━━━ BRANO PROPOSTO
MINNEAPOLISCi libereremo mai del male? L’unica domanda che mi balza in petto e si stampa nel cervello mentre leggo di questo nuovo mass shooting, l’unica domanda che non riguarda solo norme, controlli, restrizioni, e divieti, insomma l’unica domanda che non riguarda solo gli altri è questa. Quando poi ci sono di mezzo i bambini la domanda diventa grido, si fa ancora più straziante e radicale. Ci potremmo – e dovremmo – liberare delle assault weapons, quelle armi che mettono i brividi solo ad immaginarle e che ci fanno pensare a quello che sta succedendo in Ucraina ed in tante parti del mondo. Ma in una scuola per bimbi piccoli…



Nashville, Tennessee, terra e patria della musica country, stamattina ha vissuto i suoi quindici minuti di terrore, ed ora piange tutto il suo dolore, con quel senso di smarrimento che lascia senza parole quando ci troviamo di fronte a qualcosa che non si può capire. Si sa poco di quello che è successo alla Covenant School, una piccola scuola privata, presbiteriana, con poco più di duecento ragazzini tra asilo e classi elementari. Si sa che una giovane donna, una ventottenne (pare già studentessa della Covenant), è entrata da una porta laterale nei locali della scuola armata “almeno” di due assault weapons ed una pistola, facendo fuoco ed uccidendo tre bimbi e due adulti, per poi finire lei stessa uccisa dalla polizia intervenuta nel giro di pochissimi minuti. Per ora, mentre scrivo, di più non si sa.



Sapete quanti mass shooting abbiamo vissuto dall’inizio dell’anno? 129! Questo di Nashville è il mass shooting numero 129! Al di là delle definizioni e delle statistiche (se proprio volete andatevi a guardare il Gun Violence Archive), la verità è che non c’è luogo sicuro, non un angolo del Paese risparmiato da questa piaga, è accaduto e può accadere ovunque: scuole di ogni ordine e grado, chiese, sinagoghe, congregazioni, night clubs, cinema, luoghi di lavoro, circoli privati, centri commerciali, uffici postali, persino McDonald’s. Quante volte mi sono ritrovato a scrivere di queste incomprensibili tragedie e dell’infinito dolore che portano? Dalla sala cinematografica di Aurora in Colorado al martirio di 27 esseri umani (di cui 20 bambini) a Sandy Hook in Connecticut, alle 60 vite spezzate da Stephen Paddock a Las Vegas nel 2017.
━━━━━━
#### COSA FARE
Secondo il brano proposto, in quale scuola di Nashville è avvenuta la sparatoria? Per svolgere l'esercizio i dati non servono.
━━━ DATI
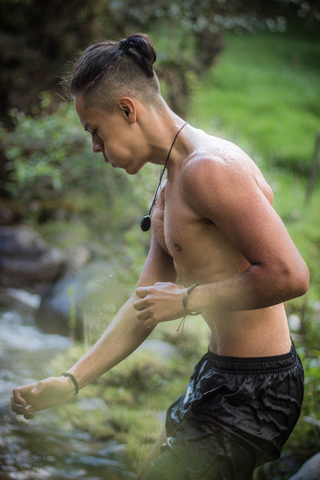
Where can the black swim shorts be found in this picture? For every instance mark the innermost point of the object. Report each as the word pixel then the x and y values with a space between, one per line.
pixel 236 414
━━━━━━
━━━ DATI
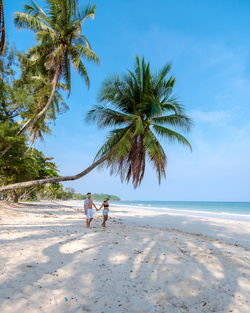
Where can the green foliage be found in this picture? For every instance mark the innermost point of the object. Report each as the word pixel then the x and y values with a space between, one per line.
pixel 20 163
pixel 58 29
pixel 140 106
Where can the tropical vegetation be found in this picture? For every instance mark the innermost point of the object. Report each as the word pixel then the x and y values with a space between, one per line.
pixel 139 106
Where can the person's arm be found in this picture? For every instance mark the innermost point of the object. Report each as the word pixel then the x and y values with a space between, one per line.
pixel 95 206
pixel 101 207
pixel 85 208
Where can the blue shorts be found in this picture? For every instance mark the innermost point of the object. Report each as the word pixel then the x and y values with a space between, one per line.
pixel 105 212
━━━━━━
#### SOLUZIONE
Alla Covenant School, una piccola scuola privata presbiteriana.